REQUIREMENT | Print every line of the listing below unchanged, in the same order.
::: ROWS :::
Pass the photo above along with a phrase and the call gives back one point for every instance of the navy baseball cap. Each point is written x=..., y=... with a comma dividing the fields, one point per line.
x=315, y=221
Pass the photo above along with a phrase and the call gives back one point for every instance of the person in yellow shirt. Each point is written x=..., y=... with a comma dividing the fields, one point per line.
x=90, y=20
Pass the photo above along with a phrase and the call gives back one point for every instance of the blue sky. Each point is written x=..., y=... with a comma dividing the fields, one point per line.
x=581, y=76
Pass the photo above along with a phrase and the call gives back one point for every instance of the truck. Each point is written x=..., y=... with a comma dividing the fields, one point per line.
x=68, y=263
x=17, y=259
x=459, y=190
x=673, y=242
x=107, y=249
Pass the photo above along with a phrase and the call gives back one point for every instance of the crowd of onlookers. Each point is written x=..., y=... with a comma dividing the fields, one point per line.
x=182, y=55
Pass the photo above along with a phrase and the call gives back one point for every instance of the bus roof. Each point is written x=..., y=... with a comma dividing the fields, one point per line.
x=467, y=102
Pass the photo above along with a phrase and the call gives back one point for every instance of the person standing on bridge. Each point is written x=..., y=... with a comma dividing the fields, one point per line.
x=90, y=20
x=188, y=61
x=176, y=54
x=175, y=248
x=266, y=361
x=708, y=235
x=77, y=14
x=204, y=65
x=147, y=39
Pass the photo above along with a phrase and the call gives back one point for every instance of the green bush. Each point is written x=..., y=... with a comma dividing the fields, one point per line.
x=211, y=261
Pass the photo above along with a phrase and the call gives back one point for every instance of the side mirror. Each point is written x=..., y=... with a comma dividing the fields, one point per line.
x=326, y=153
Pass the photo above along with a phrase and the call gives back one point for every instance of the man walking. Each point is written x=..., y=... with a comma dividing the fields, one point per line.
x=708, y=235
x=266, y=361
:::
SOLUTION TO THIS EXERCISE |
Pass the photo above along with a phrase and the call gives back one point for every instance of the navy baseball cap. Each point is written x=..., y=... with a comma dividing the fields, one point per line.
x=315, y=221
Pass the photo above along with a phrase and the call gives back one point for every instance of the person in yellow shirt. Each point is written x=..., y=... with a comma dividing the fields, one point per line.
x=90, y=20
Pass the photo above along with a phrase and the call gives back one point for every instance of the blue sky. Each point is written x=..., y=... with a comma dividing the fields, one point per line.
x=581, y=76
Pass the photo above along with a phrase and the call gives back one point for every instance of the truck. Each point is written x=..., y=... with a comma dividing the fields, one point per line.
x=68, y=263
x=17, y=259
x=459, y=190
x=673, y=242
x=107, y=249
Pass the photo above along with a phrase and the call gives back one point for every instance of the crowd of onlookers. Each point is written x=..., y=... with a comma dividing the fields, one point per line.
x=182, y=55
Pass the photo above along with a phrase and the call gives back one point for every instance of the bus roof. Each point is written x=..., y=... with a comma dividing the fields, one point per line.
x=467, y=102
Pass the photo above along with a phrase and the call gives back one point for every instance of the person standing on bridge. Each point is written x=..., y=... with a comma dividing the fields, one point per line.
x=90, y=20
x=188, y=61
x=176, y=54
x=175, y=248
x=266, y=361
x=708, y=235
x=77, y=14
x=204, y=65
x=147, y=39
Pass the photo above along with a phrase and the call gives back one point for every instance of the green bush. Each point is written x=..., y=... with a comma dividing the fields, one point per line.
x=211, y=261
Pass the photo above along with a phrase and the call gives back one point for every instance of the side mirror. Each point is written x=..., y=... with a comma dividing the fields, one point per line.
x=326, y=153
Pass the photo above along with a phrase and the call gives back one point for every instance of the man walking. Each point is written x=..., y=... with a comma dividing the fields, one point per line.
x=708, y=235
x=266, y=361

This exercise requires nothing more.